◆ Work instructions ◆
List each line of the material below that contains the word "blue", copying every such line in full.

◆ Extracted information ◆
▬▬▬

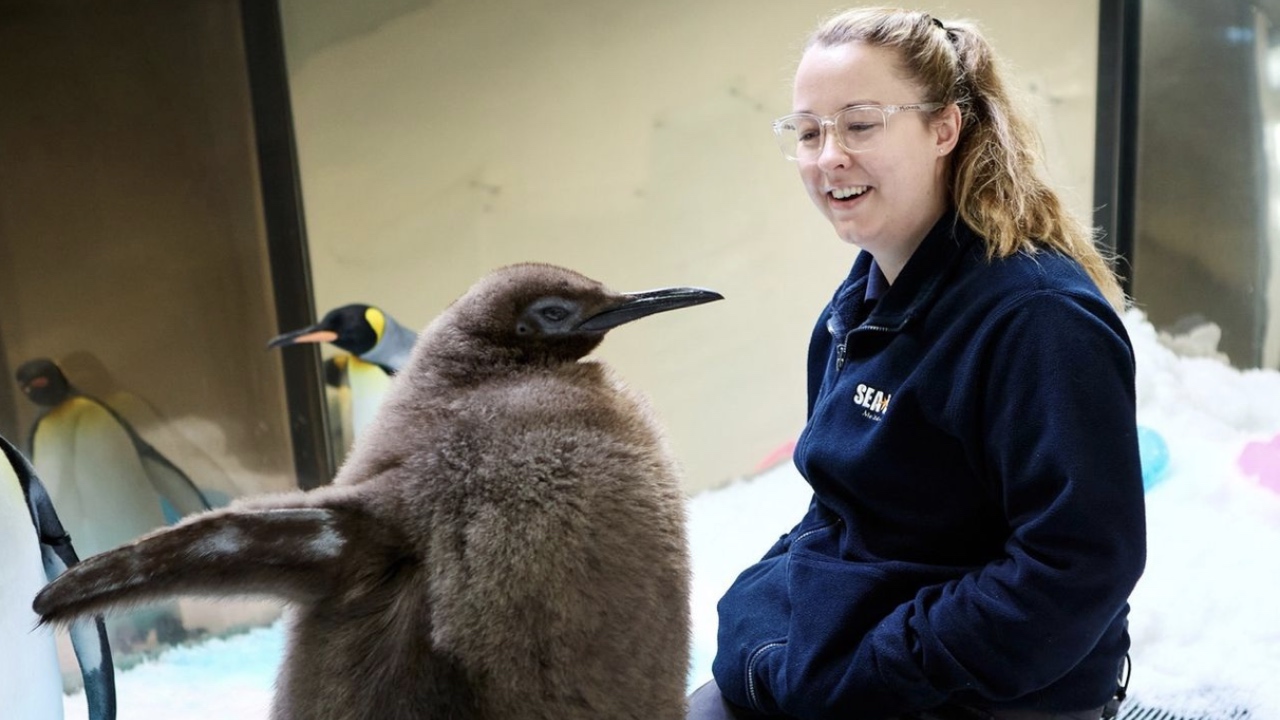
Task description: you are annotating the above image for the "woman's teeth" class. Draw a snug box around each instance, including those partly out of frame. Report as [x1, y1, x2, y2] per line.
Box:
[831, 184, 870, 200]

▬▬▬

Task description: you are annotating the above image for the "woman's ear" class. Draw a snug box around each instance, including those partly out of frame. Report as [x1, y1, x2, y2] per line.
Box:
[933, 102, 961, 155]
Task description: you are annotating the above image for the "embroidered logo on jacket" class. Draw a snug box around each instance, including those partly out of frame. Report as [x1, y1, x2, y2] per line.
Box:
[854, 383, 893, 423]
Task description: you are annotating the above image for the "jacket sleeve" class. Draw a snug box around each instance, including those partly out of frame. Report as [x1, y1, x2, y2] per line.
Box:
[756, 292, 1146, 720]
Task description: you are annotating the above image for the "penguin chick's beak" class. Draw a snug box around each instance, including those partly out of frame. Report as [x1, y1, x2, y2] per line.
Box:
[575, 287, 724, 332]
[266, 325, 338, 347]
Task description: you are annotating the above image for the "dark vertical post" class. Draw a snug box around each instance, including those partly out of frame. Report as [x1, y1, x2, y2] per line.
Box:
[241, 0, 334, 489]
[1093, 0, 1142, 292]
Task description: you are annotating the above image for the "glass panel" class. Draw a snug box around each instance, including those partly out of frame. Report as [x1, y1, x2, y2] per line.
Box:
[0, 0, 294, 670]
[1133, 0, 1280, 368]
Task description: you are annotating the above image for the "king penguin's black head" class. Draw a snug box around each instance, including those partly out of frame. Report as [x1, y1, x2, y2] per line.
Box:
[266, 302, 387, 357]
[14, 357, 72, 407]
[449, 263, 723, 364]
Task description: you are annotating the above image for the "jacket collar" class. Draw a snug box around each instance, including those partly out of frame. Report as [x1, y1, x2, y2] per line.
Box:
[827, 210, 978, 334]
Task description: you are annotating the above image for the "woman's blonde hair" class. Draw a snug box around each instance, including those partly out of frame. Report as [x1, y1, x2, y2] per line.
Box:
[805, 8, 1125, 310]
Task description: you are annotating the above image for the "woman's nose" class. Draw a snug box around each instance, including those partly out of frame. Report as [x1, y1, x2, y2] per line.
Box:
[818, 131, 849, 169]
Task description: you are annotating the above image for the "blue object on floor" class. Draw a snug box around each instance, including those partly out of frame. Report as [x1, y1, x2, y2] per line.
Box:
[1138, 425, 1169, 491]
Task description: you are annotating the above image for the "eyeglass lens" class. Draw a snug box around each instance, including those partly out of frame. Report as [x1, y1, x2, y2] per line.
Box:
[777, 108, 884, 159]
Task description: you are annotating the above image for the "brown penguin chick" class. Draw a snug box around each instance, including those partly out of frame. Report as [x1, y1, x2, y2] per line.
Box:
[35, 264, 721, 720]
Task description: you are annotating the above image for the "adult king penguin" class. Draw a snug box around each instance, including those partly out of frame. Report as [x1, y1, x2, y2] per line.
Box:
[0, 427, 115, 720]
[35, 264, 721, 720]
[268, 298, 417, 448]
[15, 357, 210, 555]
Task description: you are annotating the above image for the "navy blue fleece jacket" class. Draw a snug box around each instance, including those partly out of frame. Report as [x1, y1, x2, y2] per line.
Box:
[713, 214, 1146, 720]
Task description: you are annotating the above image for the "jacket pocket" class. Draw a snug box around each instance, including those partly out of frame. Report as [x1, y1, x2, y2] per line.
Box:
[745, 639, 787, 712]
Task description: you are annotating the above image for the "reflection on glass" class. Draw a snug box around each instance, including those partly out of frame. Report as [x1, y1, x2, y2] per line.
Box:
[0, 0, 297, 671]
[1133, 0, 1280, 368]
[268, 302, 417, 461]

▬▬▬

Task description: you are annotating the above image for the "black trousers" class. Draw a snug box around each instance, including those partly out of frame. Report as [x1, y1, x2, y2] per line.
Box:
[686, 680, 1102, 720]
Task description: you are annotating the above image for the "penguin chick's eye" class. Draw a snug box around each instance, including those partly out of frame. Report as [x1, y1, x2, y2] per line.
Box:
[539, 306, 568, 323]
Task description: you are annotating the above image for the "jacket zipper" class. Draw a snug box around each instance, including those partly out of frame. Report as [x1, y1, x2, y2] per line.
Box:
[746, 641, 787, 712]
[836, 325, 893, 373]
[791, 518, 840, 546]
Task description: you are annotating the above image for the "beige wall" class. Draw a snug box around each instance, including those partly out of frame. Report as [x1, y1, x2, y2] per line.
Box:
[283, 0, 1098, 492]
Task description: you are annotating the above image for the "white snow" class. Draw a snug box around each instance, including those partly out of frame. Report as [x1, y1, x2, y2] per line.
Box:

▬▬▬

◆ Correct answer ◆
Task description: you are annotating the above image for the "blue object on floor" class. Draw a snug box around each instance, including those partly out of frame. Report as [x1, y1, x2, y2] per line.
Task description: you are annotating the above image for the "navy blue fleece jacket" class. Draw a snug box around each instance, including those partly out of frame. Report as [x1, y1, x2, y2] per line.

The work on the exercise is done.